(Dataset records)
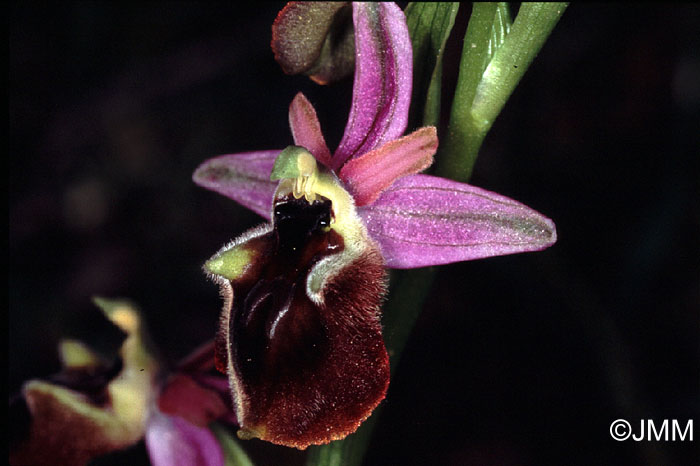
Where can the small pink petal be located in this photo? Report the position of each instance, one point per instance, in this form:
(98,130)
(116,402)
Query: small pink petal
(243,177)
(183,396)
(172,441)
(307,130)
(423,220)
(383,79)
(370,174)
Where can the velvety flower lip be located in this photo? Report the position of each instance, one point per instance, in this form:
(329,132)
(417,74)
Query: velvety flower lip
(300,335)
(69,425)
(417,220)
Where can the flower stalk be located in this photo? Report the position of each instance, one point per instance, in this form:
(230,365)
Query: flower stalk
(495,57)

**WHAT THE TASK ASKS:**
Render each line of the records above as a Markdown table with two columns, Row and Line, numbering the rows and skipping blank lines. Leave the pictures out of the table.

**ANSWER BELOW:**
| Row | Line |
|---|---|
| 1 | Where can the small pink petal be located in this photo? Report the position of each instance, one point per instance, in this form: |
| 2 | (98,130) |
| 3 | (116,402) |
| 4 | Query: small pink petal |
| 5 | (243,177) |
| 6 | (183,396) |
| 7 | (172,441) |
| 8 | (307,130) |
| 9 | (423,220) |
| 10 | (383,79) |
| 11 | (370,174) |
| 12 | Where can the velvety flower lip be located in this photo? Report the position of each instance, one point per instance, in this form: |
| 13 | (329,132) |
| 14 | (417,74) |
| 15 | Query: velvety flower lip |
| 16 | (300,335) |
| 17 | (69,425) |
| 18 | (417,220) |
| 19 | Where can the flower stalk be located in this photo? Report the position of each instance, one point per instance, in this form: |
| 20 | (230,365) |
| 21 | Query: flower stalk |
| 22 | (495,57) |